**What is expected**
Reproduce the line that contains "Expected: one point per instance of the bird's head, each" and every line after it through the end of the records, exactly, with nothing added.
:::
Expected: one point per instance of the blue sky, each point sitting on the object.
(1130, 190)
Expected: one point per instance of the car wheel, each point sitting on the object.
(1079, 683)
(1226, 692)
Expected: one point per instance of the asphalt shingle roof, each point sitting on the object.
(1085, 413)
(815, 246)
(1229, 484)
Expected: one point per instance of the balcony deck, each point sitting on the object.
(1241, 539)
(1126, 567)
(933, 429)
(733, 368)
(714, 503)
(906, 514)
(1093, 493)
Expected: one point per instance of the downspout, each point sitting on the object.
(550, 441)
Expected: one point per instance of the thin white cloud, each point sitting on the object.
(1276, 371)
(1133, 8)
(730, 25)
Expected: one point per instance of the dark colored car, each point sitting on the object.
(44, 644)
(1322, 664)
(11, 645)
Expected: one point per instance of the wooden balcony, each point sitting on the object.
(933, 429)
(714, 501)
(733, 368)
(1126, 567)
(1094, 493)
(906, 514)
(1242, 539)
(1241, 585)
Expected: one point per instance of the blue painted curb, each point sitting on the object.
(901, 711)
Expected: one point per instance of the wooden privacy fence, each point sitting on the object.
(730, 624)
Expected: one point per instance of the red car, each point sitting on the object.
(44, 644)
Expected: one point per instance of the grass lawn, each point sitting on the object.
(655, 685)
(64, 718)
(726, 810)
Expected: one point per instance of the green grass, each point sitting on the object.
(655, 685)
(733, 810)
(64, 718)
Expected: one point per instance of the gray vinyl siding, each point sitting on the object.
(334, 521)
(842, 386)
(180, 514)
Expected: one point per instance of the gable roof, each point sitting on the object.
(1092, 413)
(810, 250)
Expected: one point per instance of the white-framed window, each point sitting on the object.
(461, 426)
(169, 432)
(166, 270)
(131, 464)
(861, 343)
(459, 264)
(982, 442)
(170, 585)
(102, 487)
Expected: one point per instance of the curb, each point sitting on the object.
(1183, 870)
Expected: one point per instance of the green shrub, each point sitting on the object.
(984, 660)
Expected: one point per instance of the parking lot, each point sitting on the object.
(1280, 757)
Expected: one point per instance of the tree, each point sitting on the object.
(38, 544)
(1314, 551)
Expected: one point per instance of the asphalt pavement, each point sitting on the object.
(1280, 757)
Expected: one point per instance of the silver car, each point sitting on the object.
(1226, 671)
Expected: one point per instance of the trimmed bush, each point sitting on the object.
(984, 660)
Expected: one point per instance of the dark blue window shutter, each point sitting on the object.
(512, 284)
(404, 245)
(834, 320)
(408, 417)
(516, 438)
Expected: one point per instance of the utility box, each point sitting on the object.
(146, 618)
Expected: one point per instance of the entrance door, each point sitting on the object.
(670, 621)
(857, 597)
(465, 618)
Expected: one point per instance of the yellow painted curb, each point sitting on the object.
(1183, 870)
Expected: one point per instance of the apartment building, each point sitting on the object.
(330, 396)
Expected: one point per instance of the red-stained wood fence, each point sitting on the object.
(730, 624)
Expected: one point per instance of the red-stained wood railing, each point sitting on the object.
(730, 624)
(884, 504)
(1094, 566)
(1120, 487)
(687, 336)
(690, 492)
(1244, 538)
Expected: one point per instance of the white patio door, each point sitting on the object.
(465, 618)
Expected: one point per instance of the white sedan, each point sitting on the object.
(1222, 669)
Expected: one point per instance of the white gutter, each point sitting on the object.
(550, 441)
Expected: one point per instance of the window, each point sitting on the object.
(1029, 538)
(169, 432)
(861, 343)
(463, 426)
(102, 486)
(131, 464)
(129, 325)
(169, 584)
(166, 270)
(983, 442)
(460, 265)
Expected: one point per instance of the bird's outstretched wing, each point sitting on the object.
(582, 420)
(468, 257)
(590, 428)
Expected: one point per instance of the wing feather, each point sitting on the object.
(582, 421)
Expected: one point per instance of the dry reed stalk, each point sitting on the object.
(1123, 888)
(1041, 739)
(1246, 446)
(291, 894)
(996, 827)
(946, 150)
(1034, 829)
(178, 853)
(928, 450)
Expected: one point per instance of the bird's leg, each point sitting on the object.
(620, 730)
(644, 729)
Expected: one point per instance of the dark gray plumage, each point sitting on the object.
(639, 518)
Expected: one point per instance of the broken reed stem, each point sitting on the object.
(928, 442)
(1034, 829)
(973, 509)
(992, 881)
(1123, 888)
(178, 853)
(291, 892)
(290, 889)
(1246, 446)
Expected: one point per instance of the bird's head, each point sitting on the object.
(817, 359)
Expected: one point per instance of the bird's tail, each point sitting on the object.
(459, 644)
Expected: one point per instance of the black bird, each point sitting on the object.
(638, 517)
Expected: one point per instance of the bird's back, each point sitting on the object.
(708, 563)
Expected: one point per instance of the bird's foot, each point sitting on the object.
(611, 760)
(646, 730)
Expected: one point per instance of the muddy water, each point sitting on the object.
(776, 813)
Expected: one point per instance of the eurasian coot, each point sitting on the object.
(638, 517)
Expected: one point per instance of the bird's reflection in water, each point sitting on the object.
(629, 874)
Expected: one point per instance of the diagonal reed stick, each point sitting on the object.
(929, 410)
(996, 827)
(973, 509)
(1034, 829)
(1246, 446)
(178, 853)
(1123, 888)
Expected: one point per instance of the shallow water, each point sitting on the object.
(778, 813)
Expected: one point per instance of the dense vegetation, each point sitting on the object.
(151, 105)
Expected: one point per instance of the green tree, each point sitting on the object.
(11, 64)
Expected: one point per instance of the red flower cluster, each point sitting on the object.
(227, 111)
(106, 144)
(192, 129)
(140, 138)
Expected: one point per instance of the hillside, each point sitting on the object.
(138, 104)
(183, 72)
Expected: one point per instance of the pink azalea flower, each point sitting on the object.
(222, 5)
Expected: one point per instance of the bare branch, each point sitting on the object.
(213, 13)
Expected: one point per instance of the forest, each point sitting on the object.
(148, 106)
:::
**Written answer**
Expected: one point per instance of the bird's head, each point sitting on the object.
(817, 359)
Expected: one point per instance of the bird's tail, each point sitting on the object.
(459, 644)
Expected: one point per instance of the black bird, each point sitting on the object.
(638, 517)
Expected: one point per instance of the bird's back, each point sitting on the object.
(708, 563)
Expected: one point per instance of the bird's foot, each point sitting on the object.
(611, 760)
(646, 730)
Expected: one point per instance of the muddy water, each point sitting on the object.
(776, 813)
Expected: one point per instance of the eurasian coot, each point sitting on the object.
(638, 517)
Expected: one point per instance of the bird's reflection in water, each point sitting on the object.
(629, 874)
Expected: one point per instance of the diagonal reed stick, each point sitting on the object.
(929, 410)
(996, 827)
(973, 509)
(1034, 829)
(1246, 446)
(178, 853)
(1123, 888)
Expected: one point per instance of the shallow water, each point sitting on the object.
(778, 813)
Expected: one point per instance of the dense vegetation, each point sitting on the object.
(151, 105)
Expected: one point per instance of the green tree, each point sitting on the object.
(11, 64)
Expected: one point per instance of the red flower cluster, each point sitting on the object.
(227, 111)
(106, 144)
(192, 129)
(140, 138)
Expected: one point per instance of the hillside, each point sitting on the object.
(138, 104)
(183, 72)
Expected: one point per instance of the pink azalea flower, each point sitting on the object.
(222, 5)
Expected: one point per instance of the bare branch, each point sitting on the object.
(213, 13)
Expected: one point per instance of the forest, each point sitting on the object.
(148, 106)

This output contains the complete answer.